### Goal
Your task is to output the data exactly as it stands.

** start of Dataset rows **

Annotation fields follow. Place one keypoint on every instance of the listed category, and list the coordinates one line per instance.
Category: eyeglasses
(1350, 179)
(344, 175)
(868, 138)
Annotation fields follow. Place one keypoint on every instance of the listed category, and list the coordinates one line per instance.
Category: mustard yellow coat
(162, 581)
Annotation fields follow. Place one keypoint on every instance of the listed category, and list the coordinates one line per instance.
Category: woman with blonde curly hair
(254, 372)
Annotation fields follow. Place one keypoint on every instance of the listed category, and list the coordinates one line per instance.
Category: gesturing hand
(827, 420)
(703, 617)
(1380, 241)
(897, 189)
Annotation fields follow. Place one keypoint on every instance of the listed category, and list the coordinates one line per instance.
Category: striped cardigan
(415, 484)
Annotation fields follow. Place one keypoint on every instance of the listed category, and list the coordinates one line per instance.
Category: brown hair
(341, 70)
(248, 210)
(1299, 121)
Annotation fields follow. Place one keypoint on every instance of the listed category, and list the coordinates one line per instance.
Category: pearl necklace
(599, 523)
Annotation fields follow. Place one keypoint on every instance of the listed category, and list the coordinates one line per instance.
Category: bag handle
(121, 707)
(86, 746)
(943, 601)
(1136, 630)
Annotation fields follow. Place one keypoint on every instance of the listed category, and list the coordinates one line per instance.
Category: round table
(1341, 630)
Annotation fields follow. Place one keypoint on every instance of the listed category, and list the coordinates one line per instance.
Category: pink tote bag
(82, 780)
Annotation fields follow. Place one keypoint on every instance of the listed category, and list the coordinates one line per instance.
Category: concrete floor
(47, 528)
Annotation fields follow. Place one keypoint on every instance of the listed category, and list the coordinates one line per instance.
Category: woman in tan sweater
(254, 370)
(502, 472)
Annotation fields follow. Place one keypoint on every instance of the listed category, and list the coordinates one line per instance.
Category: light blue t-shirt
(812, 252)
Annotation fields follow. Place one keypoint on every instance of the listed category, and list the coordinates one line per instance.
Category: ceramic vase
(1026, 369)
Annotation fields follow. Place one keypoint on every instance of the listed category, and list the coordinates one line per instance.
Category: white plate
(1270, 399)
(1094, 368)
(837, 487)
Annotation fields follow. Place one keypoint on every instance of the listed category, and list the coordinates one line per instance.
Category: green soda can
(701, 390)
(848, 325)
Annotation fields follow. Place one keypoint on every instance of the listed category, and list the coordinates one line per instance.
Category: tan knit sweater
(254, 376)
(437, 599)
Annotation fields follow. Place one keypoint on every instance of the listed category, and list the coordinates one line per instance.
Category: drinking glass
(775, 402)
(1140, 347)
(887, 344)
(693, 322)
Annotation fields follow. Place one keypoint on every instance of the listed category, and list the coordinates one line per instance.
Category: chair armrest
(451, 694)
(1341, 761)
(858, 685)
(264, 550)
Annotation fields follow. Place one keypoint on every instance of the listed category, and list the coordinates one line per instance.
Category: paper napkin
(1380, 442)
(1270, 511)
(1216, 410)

** end of Dataset rows **

### Written reply
Annotation fields follow. Place one keypoint on every instance of the listed category, and list the coordinates one line per instance.
Category: eyeglasses
(1350, 179)
(344, 175)
(868, 138)
Annotation fields follow. Place one keypoint on every instance of the listed category, and list the coordinates one line per instance.
Category: mustard yellow coat
(162, 581)
Annotation fields follow. Place one keypoint on every instance of the listed category, and list the coordinates one line per instance.
Category: woman with blonde curly hair
(254, 372)
Annotation fields follow. Place one keypoint on every instance of the listed category, and list the coordinates one line per instance.
Category: gesturing hand
(827, 420)
(703, 617)
(1380, 241)
(897, 189)
Annotation fields follow. Place one keypoint on every instance of the listed category, and list the coordinates one line per instance.
Category: striped cardigan
(415, 484)
Annotation fields follow. Place one keypoint on every instance of the listed category, and list the coordinates one line per instance.
Category: brown hair
(341, 70)
(248, 210)
(1299, 121)
Annotation fields follow. Place one keypoint on every instance of the listed category, and list the coordinates one line per instance.
Category: pearl necklace
(599, 523)
Annotation fields follow. Place one keypoint on every instance of the listed category, and list the coordinates one line per instance.
Category: bag handle
(121, 707)
(86, 746)
(943, 601)
(1136, 630)
Annotation fields follow. Place one keypoint on every instance of the listed category, and list the coordinates one line per instance.
Category: round table
(1341, 630)
Annotation fields follow. Place one keypoint on every instance of the listed category, and list the coordinates one line per instance.
Category: pink tote bag
(82, 780)
Annotation fields follow. Place one keypoint on every instance of the listed category, and list the coordinates one line per instance.
Category: concrete floor
(47, 528)
Annotation fields follow. Place one keypoint on every instance of the listed category, and list the coordinates one line per instance.
Category: woman in tan sweater
(254, 370)
(502, 472)
Annotation fields follow. Place one keypoint on every instance of the listed category, and list the coordinates one line per instance.
Category: light blue t-shirt
(812, 252)
Annotation fields follow. Place one keypoint on every instance of the listed category, and list the coordinates one line per instance.
Category: ceramic vase
(1026, 369)
Annotation fields follow. Place one keypoint on every instance of the listed category, and list the coordinates one line per instance.
Category: white plate
(1270, 399)
(1094, 368)
(837, 487)
Annotation fields follow. Place one keypoint on every instance of the listed category, and list the coordinates one line per instance.
Category: green soda can
(701, 390)
(848, 325)
Annotation fields follow. Place one keypoint on every instance of the listed category, and list the coordinates one line per instance.
Category: tan knit sweater
(254, 376)
(437, 599)
Annotation fields follow. Place one keypoint on every instance of the listed category, and list the coordinates one line per instance.
Category: drinking glass
(775, 402)
(1140, 347)
(887, 344)
(693, 322)
Annotation fields follow. Place one keypoint on every instance of the listed category, and list the coordinates one line per instance.
Category: chair armrest
(451, 694)
(1341, 761)
(858, 685)
(264, 550)
Annotation fields follow. Place one keypoint on every instance of the listed category, and list the coordinates one line per instance.
Category: paper napkin
(1380, 442)
(1270, 511)
(1216, 410)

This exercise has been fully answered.